Data provided:

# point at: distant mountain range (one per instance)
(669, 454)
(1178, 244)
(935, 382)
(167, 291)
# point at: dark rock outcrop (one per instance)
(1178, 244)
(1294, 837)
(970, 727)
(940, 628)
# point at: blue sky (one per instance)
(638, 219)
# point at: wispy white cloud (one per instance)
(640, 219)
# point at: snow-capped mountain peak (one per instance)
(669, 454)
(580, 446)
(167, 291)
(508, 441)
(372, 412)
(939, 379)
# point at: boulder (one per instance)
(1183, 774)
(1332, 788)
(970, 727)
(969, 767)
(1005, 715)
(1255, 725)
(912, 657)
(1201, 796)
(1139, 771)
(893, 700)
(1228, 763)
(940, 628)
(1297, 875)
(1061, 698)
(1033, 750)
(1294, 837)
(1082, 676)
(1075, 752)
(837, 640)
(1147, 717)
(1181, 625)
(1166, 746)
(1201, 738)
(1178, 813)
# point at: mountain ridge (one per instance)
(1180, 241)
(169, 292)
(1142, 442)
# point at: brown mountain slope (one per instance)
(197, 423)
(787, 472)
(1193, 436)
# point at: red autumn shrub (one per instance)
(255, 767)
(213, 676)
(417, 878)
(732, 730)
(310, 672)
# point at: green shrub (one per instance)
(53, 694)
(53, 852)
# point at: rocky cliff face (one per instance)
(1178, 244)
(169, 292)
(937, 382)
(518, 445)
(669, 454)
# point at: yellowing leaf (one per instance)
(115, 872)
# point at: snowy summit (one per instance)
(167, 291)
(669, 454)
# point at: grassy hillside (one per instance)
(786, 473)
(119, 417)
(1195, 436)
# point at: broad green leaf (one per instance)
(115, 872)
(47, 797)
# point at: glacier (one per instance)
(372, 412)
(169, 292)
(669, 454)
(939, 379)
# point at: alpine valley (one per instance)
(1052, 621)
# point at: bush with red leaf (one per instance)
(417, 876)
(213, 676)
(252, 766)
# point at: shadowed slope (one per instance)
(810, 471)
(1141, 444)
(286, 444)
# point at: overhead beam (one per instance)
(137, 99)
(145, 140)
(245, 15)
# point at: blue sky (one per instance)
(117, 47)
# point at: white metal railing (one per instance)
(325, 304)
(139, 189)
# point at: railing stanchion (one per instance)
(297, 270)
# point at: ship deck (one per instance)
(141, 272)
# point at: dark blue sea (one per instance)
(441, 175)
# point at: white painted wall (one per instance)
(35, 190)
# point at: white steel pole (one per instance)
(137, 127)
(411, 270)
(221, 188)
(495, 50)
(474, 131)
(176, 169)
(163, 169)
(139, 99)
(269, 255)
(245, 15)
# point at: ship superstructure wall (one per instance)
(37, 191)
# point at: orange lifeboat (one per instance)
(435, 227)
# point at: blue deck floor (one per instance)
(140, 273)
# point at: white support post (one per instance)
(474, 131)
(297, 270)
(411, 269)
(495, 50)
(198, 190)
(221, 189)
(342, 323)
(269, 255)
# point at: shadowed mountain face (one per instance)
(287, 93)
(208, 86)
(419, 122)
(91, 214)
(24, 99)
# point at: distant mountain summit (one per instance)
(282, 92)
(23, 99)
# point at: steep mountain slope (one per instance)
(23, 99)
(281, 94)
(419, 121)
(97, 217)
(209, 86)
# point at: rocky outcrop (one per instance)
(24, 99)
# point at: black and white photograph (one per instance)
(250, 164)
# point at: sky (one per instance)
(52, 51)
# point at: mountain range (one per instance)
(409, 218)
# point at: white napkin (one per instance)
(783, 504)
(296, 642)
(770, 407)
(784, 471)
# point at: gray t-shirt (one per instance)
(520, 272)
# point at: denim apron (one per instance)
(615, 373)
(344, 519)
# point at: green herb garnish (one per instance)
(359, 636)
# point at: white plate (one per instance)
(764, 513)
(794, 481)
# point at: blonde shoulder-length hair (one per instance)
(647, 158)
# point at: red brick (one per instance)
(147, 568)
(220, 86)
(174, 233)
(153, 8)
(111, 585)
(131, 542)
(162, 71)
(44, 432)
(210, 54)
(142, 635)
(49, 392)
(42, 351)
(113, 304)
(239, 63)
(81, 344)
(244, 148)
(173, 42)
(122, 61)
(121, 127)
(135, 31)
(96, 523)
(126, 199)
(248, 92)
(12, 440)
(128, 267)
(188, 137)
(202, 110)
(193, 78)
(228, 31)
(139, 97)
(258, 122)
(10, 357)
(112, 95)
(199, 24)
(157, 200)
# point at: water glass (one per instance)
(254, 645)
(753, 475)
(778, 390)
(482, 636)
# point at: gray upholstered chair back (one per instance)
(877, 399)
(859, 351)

Your instructions:
Each record above is to be printed again exactly as written.

Output below:
# point at: distant mountain range (one per instance)
(669, 454)
(1178, 244)
(935, 382)
(167, 291)
# point at: dark rock outcrop (one per instance)
(1178, 244)
(1294, 837)
(970, 727)
(940, 628)
# point at: blue sky (one per instance)
(638, 219)
# point at: wispy white cloud (one per instance)
(640, 219)
# point at: snow-capped mountain peak (one per instance)
(669, 454)
(580, 446)
(167, 291)
(508, 441)
(372, 412)
(939, 379)
# point at: boulder (one per instance)
(1183, 774)
(1332, 788)
(970, 727)
(969, 767)
(1005, 715)
(1255, 725)
(912, 657)
(1201, 796)
(1139, 771)
(893, 700)
(1228, 763)
(940, 628)
(1297, 875)
(1061, 698)
(1033, 750)
(1294, 837)
(1082, 676)
(1075, 752)
(837, 640)
(1147, 717)
(1181, 625)
(1166, 746)
(1201, 738)
(1178, 813)
# point at: mountain ridge (one per instance)
(1180, 241)
(169, 292)
(1142, 442)
# point at: brown mountain slope (one per instance)
(197, 423)
(787, 472)
(1193, 436)
# point at: red autumn shrub (one per instance)
(255, 767)
(213, 676)
(417, 878)
(732, 730)
(310, 672)
# point at: green shrub (one per instance)
(53, 694)
(53, 852)
# point at: rocky cliff face (one per instance)
(1178, 244)
(169, 292)
(937, 382)
(518, 445)
(669, 454)
# point at: yellowing leaf (one per instance)
(115, 872)
# point at: snowy summit (one per instance)
(167, 291)
(669, 454)
# point at: grassy hillside (one per instance)
(786, 473)
(119, 417)
(1195, 436)
# point at: broad green leaf (one per instance)
(115, 872)
(47, 797)
# point at: glacier (one per instance)
(372, 412)
(169, 292)
(669, 454)
(939, 379)
# point at: alpine valley (one per instance)
(1052, 621)
# point at: bush with red leaf (one per instance)
(417, 876)
(213, 676)
(252, 766)
# point at: shadowed slope (one per instance)
(810, 471)
(1141, 444)
(286, 444)
# point at: overhead beam (one per instance)
(137, 99)
(145, 140)
(245, 15)
# point at: blue sky (one per instance)
(117, 47)
# point at: white metal railing (one per instance)
(325, 304)
(139, 189)
# point at: railing stanchion (one per instance)
(297, 270)
# point at: ship deck (one per instance)
(141, 272)
# point at: dark blue sea (one per instance)
(441, 175)
# point at: white painted wall (one per instance)
(35, 190)
# point at: white steel pole (one per instance)
(137, 127)
(411, 270)
(221, 188)
(495, 50)
(474, 131)
(176, 169)
(163, 169)
(139, 99)
(269, 255)
(245, 15)
# point at: ship superstructure wall (one per instance)
(37, 191)
# point at: orange lifeboat (one per instance)
(435, 227)
# point at: blue deck floor (one per instance)
(140, 273)
# point at: white support post (one per instance)
(474, 131)
(297, 270)
(411, 269)
(495, 50)
(198, 190)
(221, 189)
(342, 323)
(269, 255)
# point at: shadowed mountain face (one per instance)
(287, 93)
(208, 86)
(419, 122)
(91, 214)
(24, 99)
# point at: distant mountain summit (one per instance)
(282, 92)
(23, 99)
# point at: steep mountain slope (one per instance)
(23, 99)
(281, 94)
(419, 121)
(97, 217)
(209, 86)
# point at: rocky outcrop (one per instance)
(24, 99)
# point at: black and white photograph (one per instance)
(250, 164)
# point at: sky (one per instance)
(52, 51)
# point at: mountain range (one per instance)
(409, 218)
# point at: white napkin (one per instance)
(783, 504)
(296, 642)
(770, 407)
(784, 471)
# point at: gray t-shirt (one per instance)
(520, 272)
# point at: denim apron (one per instance)
(615, 373)
(344, 519)
# point at: green herb garnish (one per instance)
(359, 636)
# point at: white plate (one per instance)
(764, 513)
(794, 481)
# point at: blonde shoulder-length hair (one per instance)
(647, 158)
# point at: red brick (one per instance)
(147, 568)
(220, 86)
(174, 233)
(153, 8)
(111, 585)
(131, 542)
(162, 71)
(44, 432)
(210, 54)
(142, 635)
(49, 392)
(42, 351)
(113, 304)
(239, 63)
(81, 344)
(244, 148)
(173, 42)
(122, 61)
(121, 127)
(135, 31)
(96, 523)
(126, 199)
(248, 92)
(12, 440)
(128, 267)
(188, 137)
(202, 110)
(193, 78)
(228, 31)
(139, 97)
(258, 122)
(10, 357)
(112, 95)
(199, 24)
(157, 200)
# point at: water glass (one per instance)
(254, 645)
(753, 475)
(778, 390)
(482, 636)
# point at: gray upholstered chair back (one per instance)
(877, 399)
(859, 351)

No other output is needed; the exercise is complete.